Rewrite the records below as a two-column CSV with the headers instruction and answer. Give one row per instruction, with its text and its answer each in its own quoted field and any line breaks replaced by spaces. Leave the pictures out.

#### EXTRACTED ENTRIES ####

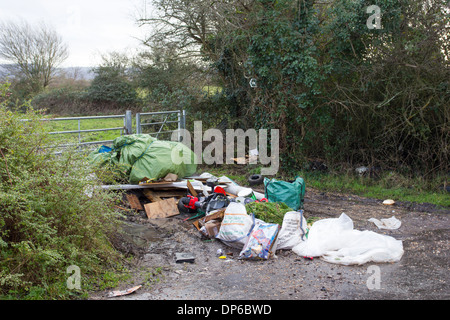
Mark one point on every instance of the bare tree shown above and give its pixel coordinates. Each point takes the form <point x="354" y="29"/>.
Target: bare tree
<point x="188" y="25"/>
<point x="33" y="52"/>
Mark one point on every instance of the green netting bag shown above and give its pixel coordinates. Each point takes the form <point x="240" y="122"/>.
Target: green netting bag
<point x="291" y="193"/>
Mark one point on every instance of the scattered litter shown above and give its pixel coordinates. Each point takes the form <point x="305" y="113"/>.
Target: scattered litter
<point x="391" y="224"/>
<point x="258" y="224"/>
<point x="113" y="294"/>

####

WRITTEN RESPONSE
instruction,answer
"Mark one point on every instance of the bare tree shown above and give its pixel coordinates. Each point takes the form <point x=""354"" y=""29""/>. Target: bare tree","<point x=""188"" y=""25""/> <point x=""33"" y=""52""/>"
"Mark one point on every instance of the green netting bag shown above and give its pixel coordinates. Each point takes the form <point x=""240"" y=""122""/>. Target: green netting bag","<point x=""291"" y=""193""/>"
"Mark one point on every instance of the scattered litter shown above and give its pixel coordinates. Each point takes the form <point x=""305"" y=""113""/>. Target: scattered litter","<point x=""391"" y=""224""/> <point x=""258"" y=""224""/> <point x=""113"" y=""294""/>"